[Natural language region descriptions]
+ + +
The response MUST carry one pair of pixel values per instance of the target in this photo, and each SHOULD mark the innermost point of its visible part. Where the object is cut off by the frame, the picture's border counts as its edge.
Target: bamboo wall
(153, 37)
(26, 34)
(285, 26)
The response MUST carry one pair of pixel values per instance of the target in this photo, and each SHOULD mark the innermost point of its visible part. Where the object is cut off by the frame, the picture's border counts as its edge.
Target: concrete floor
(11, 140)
+ + +
## WHAT YOU WILL DO
A word-for-word restatement of the records above from the line containing "Target: bamboo wall" to their final line is all the answer should hold.

## EXERCISE RESPONSE
Target: bamboo wall
(153, 37)
(26, 34)
(285, 26)
The response MUST carry one pair of pixel values per instance of the target in this photo, and each SHOULD mark the innermost point of its visible part. Where the object is cut off by the frame, the picture's border counts as its edge.
Target: concrete floor
(11, 140)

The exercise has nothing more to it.